PODGORICA, 10.01.2018 – The government should take steps to maintain RTCG editorial freedom or its democratic credibility will decrease, said U.S. Deputy Assistant Secretary of State Hoyt Brian Yee. During his talk with “Vijesti”, he said that taking political control over the Public Service could be a step backward on Montenegro’s Euro-Atlantic path.
“We are concerned that the Parliament has jeopardized the editorial independence of the Public Service with changes in its governing body, RTCG Council – the action which seems to have political motivation to limit the freedom of the media. The Government should urgently take steps to underline RTCG editorial freedom or the Government’s democratic credibility will decrease, which would be a step backward on the Euro-Atlantic path of Montenegro. More importantly, Montenegrin public could lose confidence in the Public Service whose duty is to provide independent and objective reporting to citizens”, said Yee when asked to comment on notices of the opposition, NGOs, and media that DPS is openly attempting to take over political control over RTCG.

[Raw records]
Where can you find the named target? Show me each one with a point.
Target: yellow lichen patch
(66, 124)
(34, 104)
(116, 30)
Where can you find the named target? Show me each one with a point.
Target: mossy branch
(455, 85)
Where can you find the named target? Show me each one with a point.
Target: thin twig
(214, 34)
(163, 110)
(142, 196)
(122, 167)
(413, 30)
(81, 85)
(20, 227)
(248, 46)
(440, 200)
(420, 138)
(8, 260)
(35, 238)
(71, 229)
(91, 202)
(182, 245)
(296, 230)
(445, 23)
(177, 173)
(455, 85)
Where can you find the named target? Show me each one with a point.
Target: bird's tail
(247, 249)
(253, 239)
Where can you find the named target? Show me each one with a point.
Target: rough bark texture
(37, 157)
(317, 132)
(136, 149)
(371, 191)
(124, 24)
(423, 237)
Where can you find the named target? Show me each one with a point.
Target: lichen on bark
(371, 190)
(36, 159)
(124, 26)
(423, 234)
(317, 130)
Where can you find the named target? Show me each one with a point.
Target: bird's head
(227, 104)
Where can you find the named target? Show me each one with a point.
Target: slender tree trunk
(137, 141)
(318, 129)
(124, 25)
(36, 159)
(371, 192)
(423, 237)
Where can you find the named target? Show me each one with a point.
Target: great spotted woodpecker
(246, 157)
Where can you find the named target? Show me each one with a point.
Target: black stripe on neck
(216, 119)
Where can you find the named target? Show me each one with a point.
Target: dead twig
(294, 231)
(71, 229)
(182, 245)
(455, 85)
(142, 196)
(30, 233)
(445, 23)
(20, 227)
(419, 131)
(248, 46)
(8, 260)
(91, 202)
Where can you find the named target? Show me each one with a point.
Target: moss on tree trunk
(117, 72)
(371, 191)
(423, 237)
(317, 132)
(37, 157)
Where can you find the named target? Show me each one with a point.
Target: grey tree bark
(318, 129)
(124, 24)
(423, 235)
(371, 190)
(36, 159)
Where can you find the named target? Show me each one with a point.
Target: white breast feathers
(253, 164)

Written exercise 1: Using the RTCG report, decide whether each statement agrees with it, answering yes or no and quoting the deciding words: (a) Yee made his remarks while speaking with "Vijesti." (b) Yee said the Government changed the RTCG Council. (c) Yee warned that the Montenegrin public could lose confidence in the Public Service.
Written exercise 2: Turn the paragraph of the RTCG report that begins "“We are concerned that the Parliament" into a short list that keeps its main facts.
The rows play no part in this work.

Exercise response 1:
(a) Yes: "During his talk with “Vijesti”"
(b) No: "the Parliament has jeopardized the editorial independence of the Public Service with changes in its governing body, RTCG Council"
(c) Yes: "Montenegrin public could lose confidence in the Public Service"

Exercise response 2:
- Yee said the Parliament endangered the Public Service's editorial independence by changing its governing body, the RTCG Council.
- He said this action appears politically motivated to limit media freedom.
- He said the Government should urgently underline RTCG editorial freedom. Otherwise its democratic credibility will decrease, which would be a step backward on Montenegro's Euro-Atlantic path.
- He said the public could lose confidence in the Public Service, whose duty is independent and objective reporting to citizens.
- He was responding to claims by the opposition, NGOs, and media that DPS is openly trying to take political control over RTCG.